--- EXERCISE BRIEF ---
Using the entries that follow, state how many lines contain "white", with no other words.

--- RECORDS FOR THE EXERCISE ---
•••

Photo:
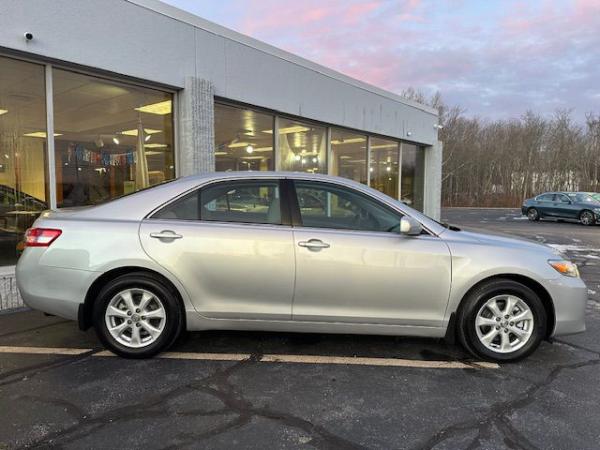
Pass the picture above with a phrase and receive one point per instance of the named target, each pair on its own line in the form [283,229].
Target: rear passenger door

•••

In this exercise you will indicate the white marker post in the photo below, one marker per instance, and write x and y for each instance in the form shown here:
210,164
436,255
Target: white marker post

•••

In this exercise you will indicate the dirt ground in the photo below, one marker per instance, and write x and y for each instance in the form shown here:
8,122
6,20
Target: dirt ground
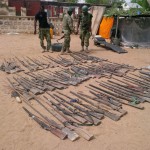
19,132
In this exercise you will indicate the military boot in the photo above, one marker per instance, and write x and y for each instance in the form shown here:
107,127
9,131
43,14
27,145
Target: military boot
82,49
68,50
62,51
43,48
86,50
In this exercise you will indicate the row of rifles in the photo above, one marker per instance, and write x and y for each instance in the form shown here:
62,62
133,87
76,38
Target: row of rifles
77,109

•••

--- ANSWER SPACE ---
2